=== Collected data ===
━━━━━━━━━━━━━━━━

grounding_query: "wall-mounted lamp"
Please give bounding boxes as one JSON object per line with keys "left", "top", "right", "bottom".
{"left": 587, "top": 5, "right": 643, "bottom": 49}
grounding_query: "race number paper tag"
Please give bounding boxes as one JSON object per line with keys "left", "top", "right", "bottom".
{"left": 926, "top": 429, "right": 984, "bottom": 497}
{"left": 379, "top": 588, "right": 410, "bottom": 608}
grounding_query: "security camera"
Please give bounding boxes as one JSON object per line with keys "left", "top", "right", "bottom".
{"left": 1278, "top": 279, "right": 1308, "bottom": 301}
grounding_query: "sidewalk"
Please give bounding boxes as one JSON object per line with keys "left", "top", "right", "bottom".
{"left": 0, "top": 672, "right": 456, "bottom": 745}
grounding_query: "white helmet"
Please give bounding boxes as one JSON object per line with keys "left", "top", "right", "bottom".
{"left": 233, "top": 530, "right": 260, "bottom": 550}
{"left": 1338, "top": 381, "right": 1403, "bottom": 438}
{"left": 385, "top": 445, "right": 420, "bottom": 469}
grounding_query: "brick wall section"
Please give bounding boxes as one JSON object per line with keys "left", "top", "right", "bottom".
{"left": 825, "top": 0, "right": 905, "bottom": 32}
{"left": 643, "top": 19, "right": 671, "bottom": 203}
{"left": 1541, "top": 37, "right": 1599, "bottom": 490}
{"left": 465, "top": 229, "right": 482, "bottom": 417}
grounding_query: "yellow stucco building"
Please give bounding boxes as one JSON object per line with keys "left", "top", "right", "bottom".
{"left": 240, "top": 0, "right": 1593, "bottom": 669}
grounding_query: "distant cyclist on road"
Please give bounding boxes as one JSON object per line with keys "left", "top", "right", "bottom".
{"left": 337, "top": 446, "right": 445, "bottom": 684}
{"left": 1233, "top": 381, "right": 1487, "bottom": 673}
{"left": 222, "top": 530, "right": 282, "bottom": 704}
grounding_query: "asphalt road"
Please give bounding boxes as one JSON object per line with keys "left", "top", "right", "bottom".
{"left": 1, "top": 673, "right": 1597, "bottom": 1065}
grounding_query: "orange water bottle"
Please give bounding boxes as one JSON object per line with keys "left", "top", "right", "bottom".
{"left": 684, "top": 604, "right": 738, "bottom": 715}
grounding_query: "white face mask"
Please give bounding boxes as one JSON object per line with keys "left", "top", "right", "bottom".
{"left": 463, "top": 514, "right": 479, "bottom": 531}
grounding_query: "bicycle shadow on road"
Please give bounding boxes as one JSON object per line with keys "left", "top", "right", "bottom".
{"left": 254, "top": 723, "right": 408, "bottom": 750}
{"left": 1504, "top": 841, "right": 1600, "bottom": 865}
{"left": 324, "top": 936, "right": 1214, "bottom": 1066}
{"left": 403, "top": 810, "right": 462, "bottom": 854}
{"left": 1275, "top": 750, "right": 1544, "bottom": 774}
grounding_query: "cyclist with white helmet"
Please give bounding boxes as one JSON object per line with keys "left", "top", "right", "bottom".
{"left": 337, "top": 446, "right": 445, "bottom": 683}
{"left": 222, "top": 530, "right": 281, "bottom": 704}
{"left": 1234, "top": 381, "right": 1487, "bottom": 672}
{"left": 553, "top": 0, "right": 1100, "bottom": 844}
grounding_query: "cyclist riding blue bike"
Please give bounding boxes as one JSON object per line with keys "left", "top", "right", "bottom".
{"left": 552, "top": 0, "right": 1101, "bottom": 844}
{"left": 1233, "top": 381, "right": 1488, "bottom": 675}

━━━━━━━━━━━━━━━━

Having gone through the data above, repeat it exactly.

grounding_query: "wall-mounted lamp"
Please give bounding boxes as one JSON object per line with keys "left", "top", "right", "bottom".
{"left": 587, "top": 5, "right": 643, "bottom": 49}
grounding_query: "race number paper tag"
Please give bounding boxes as one JSON object per line with keys "left", "top", "right", "bottom".
{"left": 926, "top": 429, "right": 984, "bottom": 497}
{"left": 379, "top": 588, "right": 410, "bottom": 608}
grounding_query: "security camera"
Please give bounding boxes as one JSON object per line with keys "left", "top", "right", "bottom".
{"left": 1278, "top": 279, "right": 1308, "bottom": 301}
grounding_query: "sidewalk"
Please give bounding boxes as one JSON object per line with keys "left", "top", "right", "bottom".
{"left": 0, "top": 672, "right": 456, "bottom": 745}
grounding_query: "white helmet"
Please give bounding boxes as one JSON object per line with keys "left", "top", "right", "bottom".
{"left": 233, "top": 530, "right": 260, "bottom": 550}
{"left": 1338, "top": 381, "right": 1403, "bottom": 438}
{"left": 385, "top": 445, "right": 420, "bottom": 469}
grounding_query: "brick wall section"
Please give bounding boxes as one JSON object per line with keys "left", "top", "right", "bottom".
{"left": 825, "top": 0, "right": 905, "bottom": 32}
{"left": 643, "top": 19, "right": 671, "bottom": 203}
{"left": 1541, "top": 37, "right": 1599, "bottom": 490}
{"left": 465, "top": 229, "right": 482, "bottom": 417}
grounding_query: "yellow stucco building"
Please give bounding boxes as one JSON object per line with keys "left", "top", "right", "bottom".
{"left": 240, "top": 0, "right": 1593, "bottom": 669}
grounding_query: "distant cyclist on road"
Please give bounding boxes as one JSON object per line with keys "left", "top", "right", "bottom".
{"left": 337, "top": 446, "right": 445, "bottom": 684}
{"left": 1233, "top": 381, "right": 1487, "bottom": 673}
{"left": 222, "top": 530, "right": 282, "bottom": 704}
grounding_query: "asphalt road"
Please give bounding boxes as one JSON object per line with keys "left", "top", "right", "bottom".
{"left": 1, "top": 673, "right": 1597, "bottom": 1065}
grounding_query: "orange water bottle"
Please give bounding boxes as one JSON object per line with keys "left", "top", "right", "bottom".
{"left": 684, "top": 604, "right": 738, "bottom": 715}
grounding_query: "white face mask"
Please give bounding boxes as one JSON object per line with keys "left", "top", "right", "bottom".
{"left": 463, "top": 514, "right": 479, "bottom": 531}
grounding_query: "bicycle shadow on road"
Please give bounding boxes as one JSON object per line with keys "left", "top", "right", "bottom".
{"left": 254, "top": 723, "right": 408, "bottom": 750}
{"left": 1504, "top": 841, "right": 1600, "bottom": 865}
{"left": 324, "top": 936, "right": 1214, "bottom": 1066}
{"left": 403, "top": 810, "right": 462, "bottom": 854}
{"left": 1275, "top": 750, "right": 1544, "bottom": 774}
grounding_query: "cyclist with white helmet"
Please give bounding boxes as one JSON object per line with keys "left", "top", "right", "bottom".
{"left": 337, "top": 446, "right": 445, "bottom": 683}
{"left": 222, "top": 530, "right": 281, "bottom": 704}
{"left": 1234, "top": 381, "right": 1487, "bottom": 672}
{"left": 553, "top": 0, "right": 1100, "bottom": 844}
grounding_query: "cyclist riding blue bike"
Please give bounding boxes as one JSON object per line with keys "left", "top", "right", "bottom".
{"left": 552, "top": 0, "right": 1101, "bottom": 844}
{"left": 1233, "top": 381, "right": 1488, "bottom": 675}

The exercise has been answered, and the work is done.